-------- Quoted passage

11/12/2025
New Study: Plastics found inside vegetable tissues for the first time, raising new food safety concerns. Researchers have now shown that some of the smallest plastic particles can move into edible vegetable tissues. Using radishes as their model, the team demonstrated that toxic nanoplastics can enter roots and travel into the fleshy edible parts. This experiment builds on earlier work by the same team, previously finding that nanoplastics can rapidly accumulate in fish and shellfish, adding to evidence that such particles move through the food chain. “To some extent, these findings shouldn’t be a surprise – after all, in all our previous work we have found microplastic pollution everywhere we have looked for it,” said study senior author Professor Richard Thompson. “However, this study provides clear evidence that particles in the environment can accumulate not only in seafood but also in vegetables. This work forms part of our growing understanding on accumulation, and the potentially harmful effects of micro- and nanoparticles on human health.” The discovery matters because the food chain is interconnected. When crops absorb nanoplastics, these particles may pass on to livestock that consume them, eventually reaching humans through multiple dietary routes. Unlike larger plastics, nanoplastics are difficult to detect and nearly impossible to remove once inside biological tissues, making them especially dangerous.
Needless to say, in the near-future, everything that we eat and drink could be filled with toxic microplastics and the toxic synthetic chemicals the plastics contain. Yet, the fossil fuel industry and plastic producers like ExxonMobil are ramping up production and encouraging the world to use ever more petroleum-based plastic products. Who else is getting tired of the profits-over-human-health ethos that the world's biggest corporations espouse?

----------------

Prompt 1 = In the nanoplastics article, rewrite the passage starting at "Needless to say, in" and ending at "biggest corporations espouse?", replacing "plastic producers" with "chemical manufacturers".
Prompt 2 = Translate this sentence from the nanoplastics article into Spanish: "Using radishes as their model, the team demonstrated that toxic nanoplastics can enter roots and travel into the fleshy edible parts."

-------- Supplied material

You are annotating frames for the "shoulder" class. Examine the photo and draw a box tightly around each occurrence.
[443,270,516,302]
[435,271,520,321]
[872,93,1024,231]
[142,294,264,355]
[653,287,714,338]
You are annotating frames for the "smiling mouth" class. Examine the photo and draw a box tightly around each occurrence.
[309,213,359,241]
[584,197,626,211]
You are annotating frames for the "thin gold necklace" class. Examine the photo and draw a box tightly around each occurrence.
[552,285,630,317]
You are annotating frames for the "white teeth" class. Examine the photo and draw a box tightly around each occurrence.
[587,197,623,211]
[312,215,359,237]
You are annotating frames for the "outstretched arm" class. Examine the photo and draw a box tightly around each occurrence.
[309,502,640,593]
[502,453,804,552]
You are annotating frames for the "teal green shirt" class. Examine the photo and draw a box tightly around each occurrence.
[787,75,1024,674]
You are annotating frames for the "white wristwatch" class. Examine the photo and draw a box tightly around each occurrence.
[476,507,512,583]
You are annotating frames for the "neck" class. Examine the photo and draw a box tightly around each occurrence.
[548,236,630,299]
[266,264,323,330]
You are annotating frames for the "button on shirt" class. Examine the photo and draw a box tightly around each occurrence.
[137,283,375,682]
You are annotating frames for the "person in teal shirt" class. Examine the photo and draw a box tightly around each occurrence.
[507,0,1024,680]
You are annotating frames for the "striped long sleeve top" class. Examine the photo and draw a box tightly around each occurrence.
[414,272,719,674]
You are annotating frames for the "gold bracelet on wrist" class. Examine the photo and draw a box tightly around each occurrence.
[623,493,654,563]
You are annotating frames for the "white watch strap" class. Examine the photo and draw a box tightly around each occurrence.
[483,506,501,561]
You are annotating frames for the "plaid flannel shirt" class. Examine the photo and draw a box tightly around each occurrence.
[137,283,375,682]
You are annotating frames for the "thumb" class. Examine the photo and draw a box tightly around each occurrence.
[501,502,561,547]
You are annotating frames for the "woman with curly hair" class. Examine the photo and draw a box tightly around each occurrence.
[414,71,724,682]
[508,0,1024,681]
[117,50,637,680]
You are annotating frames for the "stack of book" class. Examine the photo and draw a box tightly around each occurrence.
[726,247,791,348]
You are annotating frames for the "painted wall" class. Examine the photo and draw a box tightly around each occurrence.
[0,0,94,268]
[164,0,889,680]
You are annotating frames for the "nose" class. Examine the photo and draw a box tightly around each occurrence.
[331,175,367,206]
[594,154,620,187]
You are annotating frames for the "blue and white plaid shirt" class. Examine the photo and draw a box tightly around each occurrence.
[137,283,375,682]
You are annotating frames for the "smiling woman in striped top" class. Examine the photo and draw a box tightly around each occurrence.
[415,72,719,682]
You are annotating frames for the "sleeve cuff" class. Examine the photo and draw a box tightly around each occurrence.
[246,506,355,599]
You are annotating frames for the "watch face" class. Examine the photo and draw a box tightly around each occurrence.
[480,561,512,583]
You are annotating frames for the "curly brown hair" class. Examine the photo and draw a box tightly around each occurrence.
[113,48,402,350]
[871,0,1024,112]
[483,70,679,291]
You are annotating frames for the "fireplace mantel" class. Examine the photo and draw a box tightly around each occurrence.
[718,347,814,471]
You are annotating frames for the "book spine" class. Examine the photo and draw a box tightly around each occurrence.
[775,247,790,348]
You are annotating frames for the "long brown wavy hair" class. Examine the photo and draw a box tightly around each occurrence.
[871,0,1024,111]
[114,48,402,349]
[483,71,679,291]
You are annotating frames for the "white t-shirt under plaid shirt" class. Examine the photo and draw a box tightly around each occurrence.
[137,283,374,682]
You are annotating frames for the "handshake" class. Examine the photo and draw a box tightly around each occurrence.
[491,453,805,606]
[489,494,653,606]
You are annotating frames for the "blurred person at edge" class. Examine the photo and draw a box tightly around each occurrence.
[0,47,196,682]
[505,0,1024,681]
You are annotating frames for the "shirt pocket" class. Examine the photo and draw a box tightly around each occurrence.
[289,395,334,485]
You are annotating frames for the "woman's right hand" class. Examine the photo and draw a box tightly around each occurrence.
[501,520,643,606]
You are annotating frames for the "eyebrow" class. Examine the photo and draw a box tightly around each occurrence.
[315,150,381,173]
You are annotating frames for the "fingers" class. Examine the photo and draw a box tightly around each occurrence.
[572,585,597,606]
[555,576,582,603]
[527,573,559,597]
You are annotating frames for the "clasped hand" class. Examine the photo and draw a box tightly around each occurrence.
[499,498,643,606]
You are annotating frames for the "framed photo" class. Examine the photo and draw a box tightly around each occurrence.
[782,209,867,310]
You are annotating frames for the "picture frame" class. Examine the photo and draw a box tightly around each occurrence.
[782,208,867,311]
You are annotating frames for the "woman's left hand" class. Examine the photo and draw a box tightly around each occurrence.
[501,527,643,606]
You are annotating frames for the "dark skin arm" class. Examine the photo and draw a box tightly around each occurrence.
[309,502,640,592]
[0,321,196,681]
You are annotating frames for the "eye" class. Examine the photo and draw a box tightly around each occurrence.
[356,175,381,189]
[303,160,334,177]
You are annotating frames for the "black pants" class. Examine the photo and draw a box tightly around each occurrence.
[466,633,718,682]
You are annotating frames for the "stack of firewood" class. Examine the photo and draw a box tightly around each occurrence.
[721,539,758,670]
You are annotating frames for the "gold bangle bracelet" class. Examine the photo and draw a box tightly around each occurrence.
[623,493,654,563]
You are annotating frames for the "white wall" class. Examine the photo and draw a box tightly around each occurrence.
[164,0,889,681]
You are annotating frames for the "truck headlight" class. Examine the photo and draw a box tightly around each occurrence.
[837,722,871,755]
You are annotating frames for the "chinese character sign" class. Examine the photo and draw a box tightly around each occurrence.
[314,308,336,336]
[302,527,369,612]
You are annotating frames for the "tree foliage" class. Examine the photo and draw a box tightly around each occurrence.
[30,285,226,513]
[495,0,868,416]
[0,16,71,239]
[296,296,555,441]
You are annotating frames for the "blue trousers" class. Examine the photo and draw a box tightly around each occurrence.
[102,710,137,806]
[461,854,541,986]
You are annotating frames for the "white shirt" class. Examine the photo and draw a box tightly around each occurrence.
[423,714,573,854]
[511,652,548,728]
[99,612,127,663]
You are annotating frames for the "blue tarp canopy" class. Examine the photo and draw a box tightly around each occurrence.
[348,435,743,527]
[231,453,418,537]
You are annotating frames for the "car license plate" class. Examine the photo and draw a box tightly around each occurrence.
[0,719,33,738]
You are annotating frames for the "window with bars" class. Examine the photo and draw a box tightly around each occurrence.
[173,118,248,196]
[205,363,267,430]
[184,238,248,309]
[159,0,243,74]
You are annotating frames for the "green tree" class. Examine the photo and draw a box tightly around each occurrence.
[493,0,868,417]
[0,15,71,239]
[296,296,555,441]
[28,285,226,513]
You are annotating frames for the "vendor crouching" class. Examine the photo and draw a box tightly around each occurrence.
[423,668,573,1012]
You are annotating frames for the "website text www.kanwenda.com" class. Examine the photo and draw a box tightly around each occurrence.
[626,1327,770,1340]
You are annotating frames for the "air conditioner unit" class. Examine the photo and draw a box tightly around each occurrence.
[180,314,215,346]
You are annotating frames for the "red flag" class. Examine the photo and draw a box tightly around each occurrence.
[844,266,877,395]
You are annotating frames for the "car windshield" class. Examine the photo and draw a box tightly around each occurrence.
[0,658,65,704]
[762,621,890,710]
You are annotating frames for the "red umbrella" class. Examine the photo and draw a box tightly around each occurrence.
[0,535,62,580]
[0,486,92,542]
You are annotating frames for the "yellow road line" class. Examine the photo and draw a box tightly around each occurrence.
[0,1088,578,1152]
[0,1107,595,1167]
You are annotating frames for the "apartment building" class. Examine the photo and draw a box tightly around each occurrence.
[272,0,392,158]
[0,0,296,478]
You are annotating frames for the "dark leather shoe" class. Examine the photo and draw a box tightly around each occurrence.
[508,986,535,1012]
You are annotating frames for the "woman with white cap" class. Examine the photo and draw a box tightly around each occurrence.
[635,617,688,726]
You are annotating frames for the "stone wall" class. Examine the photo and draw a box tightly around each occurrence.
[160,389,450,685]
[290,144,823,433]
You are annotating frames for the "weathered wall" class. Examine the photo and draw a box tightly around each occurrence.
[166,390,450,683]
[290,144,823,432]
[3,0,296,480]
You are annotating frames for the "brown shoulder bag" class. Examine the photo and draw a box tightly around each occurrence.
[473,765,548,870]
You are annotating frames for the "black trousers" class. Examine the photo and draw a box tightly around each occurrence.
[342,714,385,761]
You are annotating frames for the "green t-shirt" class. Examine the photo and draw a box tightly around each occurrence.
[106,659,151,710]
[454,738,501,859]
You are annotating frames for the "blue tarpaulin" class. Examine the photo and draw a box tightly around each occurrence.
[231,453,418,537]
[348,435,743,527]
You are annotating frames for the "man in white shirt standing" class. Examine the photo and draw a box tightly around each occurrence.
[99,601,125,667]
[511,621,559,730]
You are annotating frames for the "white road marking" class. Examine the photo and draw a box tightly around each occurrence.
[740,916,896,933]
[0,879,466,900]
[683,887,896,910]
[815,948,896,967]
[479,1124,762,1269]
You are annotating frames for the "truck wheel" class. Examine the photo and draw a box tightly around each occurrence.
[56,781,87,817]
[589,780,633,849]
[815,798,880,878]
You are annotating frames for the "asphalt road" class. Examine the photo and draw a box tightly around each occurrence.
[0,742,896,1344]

----------------

Result 1 =
Needless to say, in the near-future, everything that we eat and drink could be filled with toxic microplastics and the toxic synthetic chemicals the plastics contain. Yet, the fossil fuel industry and chemical manufacturers like ExxonMobil are ramping up production and encouraging the world to use ever more petroleum-based plastic products. Who else is getting tired of the profits-over-human-health ethos that the world's biggest corporations espouse?

Result 2 = Usando rábanos como modelo, el equipo demostró que los nanoplásticos tóxicos pueden entrar en las raíces y desplazarse hacia las partes carnosas comestibles.